## [Task instructions]
The answer must be an exact copy of all the data below.

## [Records shown]
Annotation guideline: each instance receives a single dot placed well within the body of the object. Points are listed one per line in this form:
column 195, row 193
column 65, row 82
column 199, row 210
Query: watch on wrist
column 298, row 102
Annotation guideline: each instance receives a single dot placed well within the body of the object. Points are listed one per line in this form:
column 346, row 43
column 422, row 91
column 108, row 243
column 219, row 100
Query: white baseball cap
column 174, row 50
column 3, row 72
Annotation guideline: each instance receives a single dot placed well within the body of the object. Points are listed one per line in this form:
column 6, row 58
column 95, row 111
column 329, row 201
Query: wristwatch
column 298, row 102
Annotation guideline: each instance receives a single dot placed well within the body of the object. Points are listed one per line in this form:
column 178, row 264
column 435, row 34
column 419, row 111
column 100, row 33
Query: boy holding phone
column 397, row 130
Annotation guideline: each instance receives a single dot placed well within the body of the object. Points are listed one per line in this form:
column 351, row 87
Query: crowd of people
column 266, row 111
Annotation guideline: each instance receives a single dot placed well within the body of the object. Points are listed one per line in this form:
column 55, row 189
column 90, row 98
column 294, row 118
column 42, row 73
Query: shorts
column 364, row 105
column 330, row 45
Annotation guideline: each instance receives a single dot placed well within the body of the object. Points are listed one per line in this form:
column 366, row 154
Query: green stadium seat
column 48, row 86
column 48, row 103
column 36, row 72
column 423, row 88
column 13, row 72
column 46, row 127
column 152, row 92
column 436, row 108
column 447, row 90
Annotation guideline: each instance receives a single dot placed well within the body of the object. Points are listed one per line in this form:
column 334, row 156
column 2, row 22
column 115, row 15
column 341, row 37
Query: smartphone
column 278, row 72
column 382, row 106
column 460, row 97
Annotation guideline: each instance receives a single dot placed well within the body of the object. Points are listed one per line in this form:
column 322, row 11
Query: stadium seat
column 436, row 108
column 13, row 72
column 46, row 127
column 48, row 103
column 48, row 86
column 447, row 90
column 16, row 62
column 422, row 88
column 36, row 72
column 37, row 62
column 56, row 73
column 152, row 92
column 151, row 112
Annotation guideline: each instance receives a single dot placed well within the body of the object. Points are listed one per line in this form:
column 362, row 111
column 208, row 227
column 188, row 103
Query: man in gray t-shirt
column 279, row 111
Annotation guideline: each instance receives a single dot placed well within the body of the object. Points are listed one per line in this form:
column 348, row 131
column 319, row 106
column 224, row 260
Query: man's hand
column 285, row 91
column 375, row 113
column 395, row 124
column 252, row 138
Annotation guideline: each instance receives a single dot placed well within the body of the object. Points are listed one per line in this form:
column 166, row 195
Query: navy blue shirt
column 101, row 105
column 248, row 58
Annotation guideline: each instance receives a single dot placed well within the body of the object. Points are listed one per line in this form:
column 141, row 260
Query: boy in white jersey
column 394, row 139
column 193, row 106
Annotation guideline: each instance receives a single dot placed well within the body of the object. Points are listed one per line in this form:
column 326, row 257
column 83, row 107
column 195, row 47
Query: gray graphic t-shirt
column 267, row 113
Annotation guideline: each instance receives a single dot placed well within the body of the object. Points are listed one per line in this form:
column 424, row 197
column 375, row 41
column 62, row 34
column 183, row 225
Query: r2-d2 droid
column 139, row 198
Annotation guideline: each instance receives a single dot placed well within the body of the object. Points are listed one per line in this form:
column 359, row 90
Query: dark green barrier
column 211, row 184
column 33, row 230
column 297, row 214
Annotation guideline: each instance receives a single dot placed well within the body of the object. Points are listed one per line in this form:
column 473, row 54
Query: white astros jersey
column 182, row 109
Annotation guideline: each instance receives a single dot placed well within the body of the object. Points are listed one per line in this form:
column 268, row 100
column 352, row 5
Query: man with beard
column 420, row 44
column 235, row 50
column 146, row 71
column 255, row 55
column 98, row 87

## [Solution to the problem]
Annotation guideline: each instance receives a single dot placed well within the body of the object. Points are listed one per line in this form:
column 195, row 193
column 65, row 82
column 199, row 210
Query: watch on wrist
column 298, row 102
Annotation guideline: each instance receives a single dot placed well within the body of the object. Points are listed one per line in this form:
column 346, row 43
column 422, row 91
column 108, row 243
column 219, row 100
Query: white baseball cap
column 174, row 50
column 3, row 72
Annotation guideline: each instance receives a single dot placed well within the body of the object. Points are listed one per line in this form:
column 6, row 58
column 95, row 111
column 329, row 201
Query: wristwatch
column 298, row 102
Annotation guideline: each instance receives a single dot placed well within the body of the object. Points are listed one per line in this form:
column 178, row 264
column 435, row 34
column 419, row 111
column 100, row 33
Query: boy holding phone
column 397, row 130
Annotation guideline: each instance receives a single dot placed well within the body of the object. Points are listed one per line in this form:
column 351, row 87
Query: crowd of people
column 266, row 111
Annotation guideline: each instance receives a single dot placed well within the body of the object. Points are listed one per line in this form:
column 55, row 189
column 90, row 98
column 294, row 118
column 42, row 73
Query: shorts
column 364, row 105
column 330, row 45
Annotation guideline: each instance receives a single dot placed well within the body of the object. Points are listed one per line in this form:
column 366, row 154
Query: green stadium seat
column 48, row 86
column 48, row 103
column 36, row 72
column 423, row 88
column 13, row 72
column 46, row 127
column 152, row 92
column 436, row 108
column 447, row 90
Annotation guideline: each instance receives a single dot placed well within the body of the object. Points are listed one per line in this form:
column 334, row 156
column 2, row 22
column 115, row 15
column 341, row 37
Query: smartphone
column 278, row 72
column 382, row 106
column 460, row 97
Annotation guideline: each instance receives a single dot placed well within the body of the object. Points are listed one per line in this form:
column 322, row 11
Query: stadium seat
column 436, row 108
column 13, row 72
column 46, row 127
column 48, row 103
column 48, row 86
column 447, row 90
column 16, row 62
column 422, row 88
column 36, row 72
column 37, row 62
column 56, row 73
column 152, row 92
column 151, row 112
Annotation guideline: each instance receives a single dot placed well within the body of the object. Points are listed one per line in this form:
column 362, row 111
column 208, row 227
column 188, row 103
Query: man in gray t-shirt
column 279, row 111
Annotation guideline: each instance receives a single dot placed well within the body of the object. Points are listed one per line in this form:
column 348, row 131
column 319, row 106
column 224, row 260
Query: man's hand
column 285, row 91
column 375, row 113
column 395, row 124
column 252, row 138
Annotation guideline: each instance receives a single dot placed well within the body of the object. Points are listed one per line in this form:
column 166, row 195
Query: navy blue shirt
column 101, row 105
column 248, row 58
Annotation guideline: each instance receives a single dot placed well within the body of the object. Points are listed one per line in this form:
column 141, row 260
Query: boy in white jersey
column 394, row 139
column 193, row 106
Annotation guideline: each instance receives a single dot placed well within the body of the object. Points are listed one per line in this form:
column 326, row 257
column 83, row 107
column 195, row 47
Query: gray graphic t-shirt
column 267, row 113
Annotation guideline: each instance receives a single dot placed well within the body of the object. Points are listed one per line in this form:
column 424, row 197
column 375, row 41
column 62, row 34
column 183, row 225
Query: r2-d2 droid
column 139, row 198
Annotation guideline: each instance receives a single dot placed well within the body of the object. Points are listed one per line in this form:
column 359, row 90
Query: dark green barrier
column 211, row 184
column 33, row 230
column 297, row 214
Annotation guideline: each instance receives a single dot placed well within the body of the object. Points are listed one per line in this form:
column 473, row 54
Query: white astros jersey
column 182, row 109
Annotation guideline: each instance receives a single dot placed well within the body of the object. Points are listed one per line in this form:
column 268, row 100
column 352, row 5
Query: man with beard
column 420, row 44
column 235, row 50
column 146, row 71
column 255, row 55
column 98, row 87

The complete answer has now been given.